== GIVEN TEXT ==

A Culture of Sensations

Brian DeLeeuw

“So how do you write the history of a culture that is fundamentally amnesiac and non-verbal? Unlike rock music, rave isn’t oriented around lyrics; for the critic, this requires a shift of emphasis, so that you no longer ask what the music ‘means’ but how it works. What is the affective charge of a certain kind of bass sound, or particular rhythm? Rave music represents a fundamental break with rock, or at least the dominant English Lit and social realist paradigms of rock criticism, which focus on songs and storytelling. Where rock relates an experience (autobiographical or imaginary), rave constructs an experience. Bypassing interpretation, the listener is hurled into a vortex of heightened sensations, abstract emotions and artificial energies.

“For some, this makes the idea of ‘rave culture’ a contradiction in terms. One might define ‘culture’ as something that tells you where you came from and where you’re going, something that nourishes the spirit, imparts life-wisdom and generally makes life habitable. Rave provokes the question: is it possible to base a culture around sensations rather truths, fascination rather than meaning?”

This is British music critic Simon Reynolds writing in Energy Flash (published in the US in slightly different form as Generation Ecstasy), his excellent history of techno and house, articulating something I’ve long felt to be true: an inordinate amount of pop music writing addresses the pop music that is the most writerly. Thus we get an endless stream of critical studies of Bob Dylan–Sean Wilentz’s Bob Dylan in America is only the most recent high-profile entry–because, well, Dylan is a poet, didn’t you know?

===

## SHORT PROBLEM 1
What title did the US edition of Energy Flash carry, according to the passage on rave culture?

== RECORD EXTRACTS ==

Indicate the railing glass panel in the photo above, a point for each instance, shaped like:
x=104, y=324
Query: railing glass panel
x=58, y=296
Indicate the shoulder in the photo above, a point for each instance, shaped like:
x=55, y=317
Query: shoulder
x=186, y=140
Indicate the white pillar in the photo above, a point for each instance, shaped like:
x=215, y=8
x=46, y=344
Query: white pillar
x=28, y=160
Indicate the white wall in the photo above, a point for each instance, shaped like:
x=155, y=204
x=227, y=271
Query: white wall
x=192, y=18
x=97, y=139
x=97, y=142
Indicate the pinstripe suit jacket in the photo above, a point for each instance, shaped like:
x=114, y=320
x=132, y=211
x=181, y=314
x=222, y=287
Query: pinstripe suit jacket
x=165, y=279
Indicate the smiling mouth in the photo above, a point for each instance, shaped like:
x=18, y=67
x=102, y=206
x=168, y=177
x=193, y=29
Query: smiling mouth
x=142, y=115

===

## SHORT PROBLEM 2
Reproduce the records from the line containing "Indicate the pinstripe" through the final line of the records, inclusive, swapping "Query" for "Label" and leaving everything else unchanged.

## TASK ANSWER 1
Generation Ecstasy

## TASK ANSWER 2
Indicate the pinstripe suit jacket in the photo above, a point for each instance, shaped like:
x=114, y=320
x=132, y=211
x=181, y=314
x=222, y=287
Label: pinstripe suit jacket
x=165, y=279
Indicate the smiling mouth in the photo above, a point for each instance, shaped like:
x=18, y=67
x=102, y=206
x=168, y=177
x=193, y=29
Label: smiling mouth
x=142, y=115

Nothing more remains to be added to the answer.